Problem requirements | Read the data below line by line and copy each one with "background" in it.

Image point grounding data
.....
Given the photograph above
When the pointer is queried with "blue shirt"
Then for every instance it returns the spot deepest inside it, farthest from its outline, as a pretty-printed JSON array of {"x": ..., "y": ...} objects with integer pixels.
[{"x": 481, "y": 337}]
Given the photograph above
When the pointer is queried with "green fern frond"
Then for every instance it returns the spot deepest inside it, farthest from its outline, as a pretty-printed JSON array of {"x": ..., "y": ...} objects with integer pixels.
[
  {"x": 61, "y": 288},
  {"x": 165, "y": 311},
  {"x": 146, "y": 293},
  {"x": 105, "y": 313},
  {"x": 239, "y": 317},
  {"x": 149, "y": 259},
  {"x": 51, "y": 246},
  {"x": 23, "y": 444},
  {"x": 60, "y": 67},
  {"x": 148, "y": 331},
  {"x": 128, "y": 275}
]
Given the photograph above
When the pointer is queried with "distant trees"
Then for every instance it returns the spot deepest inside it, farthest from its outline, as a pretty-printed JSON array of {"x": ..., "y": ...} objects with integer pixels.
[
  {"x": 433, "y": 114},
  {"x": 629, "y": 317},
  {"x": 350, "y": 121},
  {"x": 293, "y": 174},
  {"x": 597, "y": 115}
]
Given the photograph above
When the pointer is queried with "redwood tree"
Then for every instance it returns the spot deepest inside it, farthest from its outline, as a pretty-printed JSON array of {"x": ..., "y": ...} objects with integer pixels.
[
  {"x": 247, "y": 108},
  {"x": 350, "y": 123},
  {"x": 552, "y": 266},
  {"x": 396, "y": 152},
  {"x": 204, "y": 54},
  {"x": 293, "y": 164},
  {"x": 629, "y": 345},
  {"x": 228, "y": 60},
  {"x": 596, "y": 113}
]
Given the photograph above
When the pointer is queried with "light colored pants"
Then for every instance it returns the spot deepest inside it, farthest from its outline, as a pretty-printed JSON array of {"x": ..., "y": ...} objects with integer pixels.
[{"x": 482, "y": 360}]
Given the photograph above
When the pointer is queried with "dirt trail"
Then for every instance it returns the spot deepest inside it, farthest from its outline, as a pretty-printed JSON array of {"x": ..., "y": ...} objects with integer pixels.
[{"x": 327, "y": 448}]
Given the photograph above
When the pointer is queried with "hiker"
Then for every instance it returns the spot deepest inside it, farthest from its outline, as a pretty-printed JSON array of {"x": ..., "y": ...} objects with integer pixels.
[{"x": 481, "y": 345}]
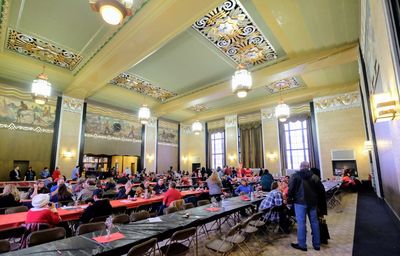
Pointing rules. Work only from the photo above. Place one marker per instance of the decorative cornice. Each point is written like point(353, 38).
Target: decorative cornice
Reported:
point(283, 85)
point(4, 14)
point(140, 85)
point(39, 49)
point(337, 102)
point(199, 108)
point(230, 28)
point(267, 113)
point(72, 104)
point(109, 137)
point(14, 127)
point(231, 121)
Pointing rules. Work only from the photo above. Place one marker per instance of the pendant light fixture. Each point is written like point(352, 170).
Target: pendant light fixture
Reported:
point(241, 81)
point(197, 127)
point(41, 88)
point(282, 110)
point(144, 114)
point(112, 11)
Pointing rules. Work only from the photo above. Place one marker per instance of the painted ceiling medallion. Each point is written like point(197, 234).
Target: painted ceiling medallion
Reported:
point(199, 108)
point(231, 29)
point(283, 85)
point(141, 86)
point(36, 48)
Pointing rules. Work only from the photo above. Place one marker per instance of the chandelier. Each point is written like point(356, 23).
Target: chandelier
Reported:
point(144, 114)
point(282, 110)
point(41, 89)
point(112, 11)
point(241, 82)
point(197, 127)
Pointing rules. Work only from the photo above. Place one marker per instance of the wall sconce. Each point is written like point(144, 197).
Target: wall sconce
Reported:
point(272, 156)
point(384, 107)
point(368, 145)
point(67, 154)
point(150, 157)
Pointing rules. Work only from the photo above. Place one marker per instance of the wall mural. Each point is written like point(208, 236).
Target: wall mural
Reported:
point(22, 114)
point(111, 128)
point(167, 133)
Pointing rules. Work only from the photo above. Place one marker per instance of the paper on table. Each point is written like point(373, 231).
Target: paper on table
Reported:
point(156, 219)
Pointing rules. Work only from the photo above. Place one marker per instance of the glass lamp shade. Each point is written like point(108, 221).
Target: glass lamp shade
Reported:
point(197, 127)
point(41, 89)
point(241, 82)
point(144, 114)
point(112, 11)
point(282, 112)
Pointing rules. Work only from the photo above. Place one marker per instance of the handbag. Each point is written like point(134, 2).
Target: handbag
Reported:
point(323, 231)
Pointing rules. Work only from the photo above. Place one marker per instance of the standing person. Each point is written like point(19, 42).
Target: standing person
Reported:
point(45, 173)
point(30, 174)
point(304, 190)
point(56, 173)
point(266, 181)
point(15, 174)
point(214, 185)
point(75, 173)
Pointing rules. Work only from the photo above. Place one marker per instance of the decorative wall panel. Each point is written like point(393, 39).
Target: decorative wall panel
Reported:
point(141, 86)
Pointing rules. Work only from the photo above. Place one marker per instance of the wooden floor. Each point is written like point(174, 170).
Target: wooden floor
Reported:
point(341, 224)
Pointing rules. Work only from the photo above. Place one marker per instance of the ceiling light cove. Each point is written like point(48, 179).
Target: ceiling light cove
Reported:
point(231, 29)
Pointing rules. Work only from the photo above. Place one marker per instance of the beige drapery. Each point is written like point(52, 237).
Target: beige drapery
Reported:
point(251, 145)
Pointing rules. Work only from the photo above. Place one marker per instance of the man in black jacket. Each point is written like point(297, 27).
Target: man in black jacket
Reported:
point(305, 189)
point(100, 207)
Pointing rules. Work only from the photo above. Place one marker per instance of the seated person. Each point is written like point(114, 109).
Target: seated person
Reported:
point(38, 188)
point(243, 188)
point(125, 191)
point(87, 192)
point(9, 197)
point(42, 211)
point(171, 195)
point(274, 200)
point(99, 207)
point(160, 187)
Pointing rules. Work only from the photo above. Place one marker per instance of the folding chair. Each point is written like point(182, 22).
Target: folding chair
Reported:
point(176, 245)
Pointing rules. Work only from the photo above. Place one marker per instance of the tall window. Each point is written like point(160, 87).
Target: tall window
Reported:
point(217, 149)
point(296, 143)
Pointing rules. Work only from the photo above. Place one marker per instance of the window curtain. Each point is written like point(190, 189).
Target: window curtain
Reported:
point(209, 155)
point(282, 140)
point(251, 145)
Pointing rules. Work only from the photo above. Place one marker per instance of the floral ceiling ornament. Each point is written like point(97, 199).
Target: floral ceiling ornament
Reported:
point(36, 48)
point(283, 85)
point(231, 29)
point(339, 101)
point(141, 86)
point(199, 108)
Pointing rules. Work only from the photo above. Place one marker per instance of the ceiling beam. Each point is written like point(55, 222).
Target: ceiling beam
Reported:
point(294, 97)
point(296, 66)
point(153, 26)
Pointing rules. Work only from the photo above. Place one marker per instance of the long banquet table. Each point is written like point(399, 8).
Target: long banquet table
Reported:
point(137, 232)
point(16, 219)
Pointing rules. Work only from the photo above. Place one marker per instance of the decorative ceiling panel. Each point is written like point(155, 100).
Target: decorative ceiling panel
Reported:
point(199, 108)
point(36, 48)
point(230, 28)
point(283, 85)
point(142, 86)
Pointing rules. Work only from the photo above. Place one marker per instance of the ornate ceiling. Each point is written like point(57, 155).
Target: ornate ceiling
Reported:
point(182, 54)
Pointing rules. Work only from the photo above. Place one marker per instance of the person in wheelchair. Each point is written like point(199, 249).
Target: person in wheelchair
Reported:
point(275, 206)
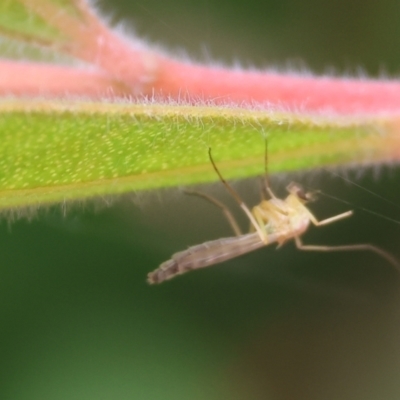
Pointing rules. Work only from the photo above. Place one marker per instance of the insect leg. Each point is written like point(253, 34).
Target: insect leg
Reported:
point(352, 247)
point(329, 220)
point(231, 220)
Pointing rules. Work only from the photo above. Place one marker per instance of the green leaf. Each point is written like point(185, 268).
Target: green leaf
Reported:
point(56, 151)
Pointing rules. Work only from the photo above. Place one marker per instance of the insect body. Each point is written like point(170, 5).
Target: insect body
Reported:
point(272, 221)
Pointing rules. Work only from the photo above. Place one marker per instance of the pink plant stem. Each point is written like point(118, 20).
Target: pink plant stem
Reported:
point(131, 69)
point(286, 91)
point(29, 79)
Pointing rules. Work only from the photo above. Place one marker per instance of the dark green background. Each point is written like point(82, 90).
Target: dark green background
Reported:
point(78, 320)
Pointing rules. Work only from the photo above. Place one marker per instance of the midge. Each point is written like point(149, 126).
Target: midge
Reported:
point(272, 221)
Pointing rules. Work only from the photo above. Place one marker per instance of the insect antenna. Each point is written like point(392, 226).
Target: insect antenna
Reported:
point(266, 191)
point(238, 199)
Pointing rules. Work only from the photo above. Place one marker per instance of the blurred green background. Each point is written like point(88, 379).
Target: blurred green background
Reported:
point(78, 320)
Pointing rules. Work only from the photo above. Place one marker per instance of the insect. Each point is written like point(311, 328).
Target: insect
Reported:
point(274, 220)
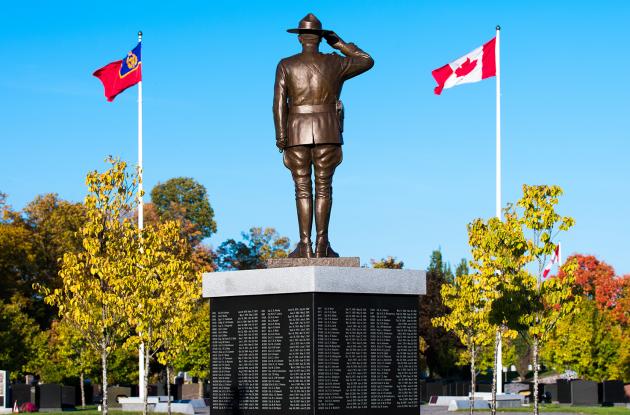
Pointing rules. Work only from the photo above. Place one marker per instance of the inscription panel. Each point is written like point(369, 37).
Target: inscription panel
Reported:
point(314, 353)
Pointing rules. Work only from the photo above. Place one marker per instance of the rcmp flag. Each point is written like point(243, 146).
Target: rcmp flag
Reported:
point(120, 75)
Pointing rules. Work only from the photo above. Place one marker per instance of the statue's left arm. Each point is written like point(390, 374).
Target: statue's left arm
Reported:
point(280, 107)
point(356, 61)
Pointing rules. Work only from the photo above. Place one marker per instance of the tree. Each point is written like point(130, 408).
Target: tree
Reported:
point(257, 246)
point(468, 318)
point(387, 263)
point(498, 249)
point(600, 284)
point(596, 334)
point(196, 360)
point(552, 299)
point(440, 347)
point(186, 200)
point(161, 296)
point(32, 241)
point(94, 280)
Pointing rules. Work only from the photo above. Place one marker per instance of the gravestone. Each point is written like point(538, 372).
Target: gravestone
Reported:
point(21, 393)
point(436, 389)
point(68, 397)
point(5, 399)
point(612, 392)
point(190, 391)
point(584, 392)
point(564, 390)
point(49, 398)
point(422, 384)
point(115, 392)
point(314, 340)
point(552, 389)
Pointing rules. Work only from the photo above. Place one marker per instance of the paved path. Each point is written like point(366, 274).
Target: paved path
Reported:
point(442, 410)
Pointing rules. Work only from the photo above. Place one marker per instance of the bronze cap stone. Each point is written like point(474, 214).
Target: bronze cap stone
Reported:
point(309, 24)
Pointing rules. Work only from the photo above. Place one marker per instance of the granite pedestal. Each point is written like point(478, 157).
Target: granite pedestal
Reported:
point(314, 340)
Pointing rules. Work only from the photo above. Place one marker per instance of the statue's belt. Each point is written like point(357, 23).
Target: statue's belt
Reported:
point(313, 109)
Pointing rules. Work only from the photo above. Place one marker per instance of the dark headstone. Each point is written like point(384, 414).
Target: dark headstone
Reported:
point(584, 392)
point(564, 390)
point(353, 262)
point(115, 392)
point(552, 390)
point(436, 389)
point(190, 391)
point(422, 384)
point(89, 394)
point(612, 392)
point(49, 397)
point(21, 393)
point(314, 353)
point(68, 396)
point(484, 387)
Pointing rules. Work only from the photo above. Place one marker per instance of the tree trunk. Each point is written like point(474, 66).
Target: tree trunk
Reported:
point(104, 363)
point(146, 378)
point(493, 403)
point(82, 390)
point(535, 361)
point(472, 379)
point(168, 388)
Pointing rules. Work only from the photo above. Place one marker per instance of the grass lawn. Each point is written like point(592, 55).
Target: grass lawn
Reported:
point(586, 410)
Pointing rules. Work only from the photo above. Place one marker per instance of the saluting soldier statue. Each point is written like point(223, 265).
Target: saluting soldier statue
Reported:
point(308, 117)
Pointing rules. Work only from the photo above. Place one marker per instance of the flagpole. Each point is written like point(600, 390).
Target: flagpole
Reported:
point(499, 363)
point(141, 385)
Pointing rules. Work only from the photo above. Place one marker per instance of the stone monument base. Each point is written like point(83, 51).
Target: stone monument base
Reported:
point(352, 262)
point(314, 339)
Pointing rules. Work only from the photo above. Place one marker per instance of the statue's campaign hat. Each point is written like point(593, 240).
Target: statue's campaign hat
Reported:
point(309, 24)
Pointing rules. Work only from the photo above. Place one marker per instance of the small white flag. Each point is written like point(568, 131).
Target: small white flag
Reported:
point(555, 259)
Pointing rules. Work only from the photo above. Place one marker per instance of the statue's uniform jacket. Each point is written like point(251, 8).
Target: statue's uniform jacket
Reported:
point(306, 91)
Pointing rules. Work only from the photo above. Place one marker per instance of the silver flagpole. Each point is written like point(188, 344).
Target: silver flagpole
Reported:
point(141, 385)
point(498, 372)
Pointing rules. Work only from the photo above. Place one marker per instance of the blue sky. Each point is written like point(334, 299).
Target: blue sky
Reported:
point(417, 167)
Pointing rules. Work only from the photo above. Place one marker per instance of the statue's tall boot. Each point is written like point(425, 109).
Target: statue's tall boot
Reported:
point(322, 218)
point(305, 223)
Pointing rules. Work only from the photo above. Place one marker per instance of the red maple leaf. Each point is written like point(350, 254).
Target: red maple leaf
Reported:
point(465, 68)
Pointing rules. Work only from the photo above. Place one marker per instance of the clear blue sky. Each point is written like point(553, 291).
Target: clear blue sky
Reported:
point(417, 167)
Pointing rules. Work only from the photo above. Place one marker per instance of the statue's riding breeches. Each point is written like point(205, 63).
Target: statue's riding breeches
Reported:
point(324, 157)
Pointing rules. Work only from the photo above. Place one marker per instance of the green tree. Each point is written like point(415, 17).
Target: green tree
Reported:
point(21, 340)
point(196, 359)
point(440, 348)
point(387, 263)
point(588, 342)
point(468, 317)
point(498, 249)
point(186, 200)
point(31, 243)
point(94, 280)
point(258, 245)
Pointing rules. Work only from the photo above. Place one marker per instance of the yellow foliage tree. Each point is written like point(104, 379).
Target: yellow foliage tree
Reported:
point(162, 296)
point(94, 280)
point(468, 317)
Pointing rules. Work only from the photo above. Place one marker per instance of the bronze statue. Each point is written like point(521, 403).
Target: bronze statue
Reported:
point(308, 117)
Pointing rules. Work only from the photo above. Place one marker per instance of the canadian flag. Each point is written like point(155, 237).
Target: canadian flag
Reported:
point(555, 259)
point(477, 65)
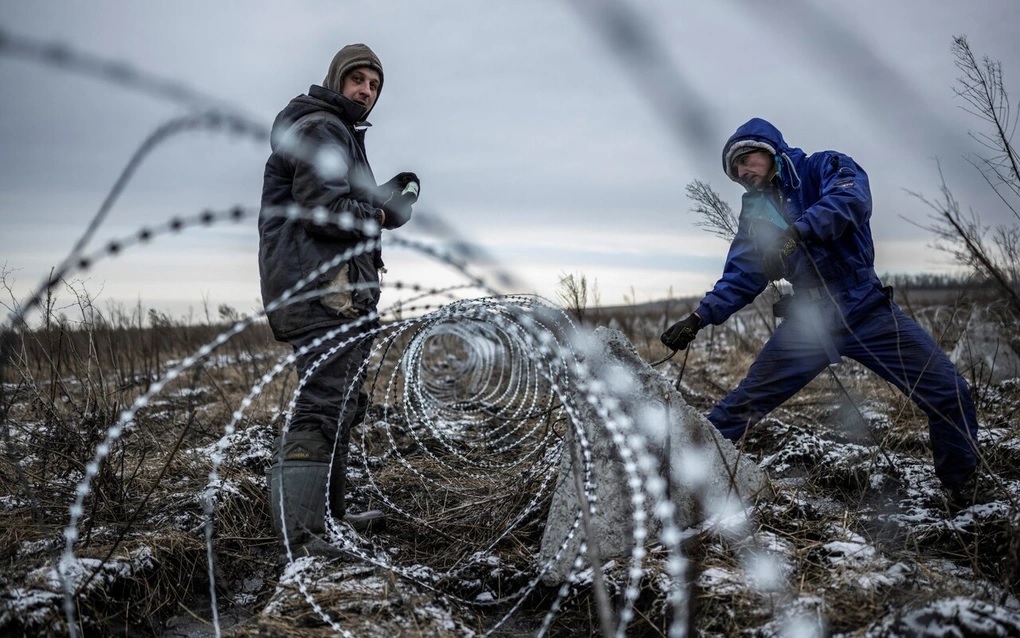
.....
Written answer |
Pointing rules. Work only from the photo above. Place one marker per instance of the dark green background. Each point is written like point(82, 90).
Target: dark green background
Pointing rules. Work only from the photo above. Place one marker per instance of the blurred green background. Each point is written like point(88, 379).
Target: blurred green background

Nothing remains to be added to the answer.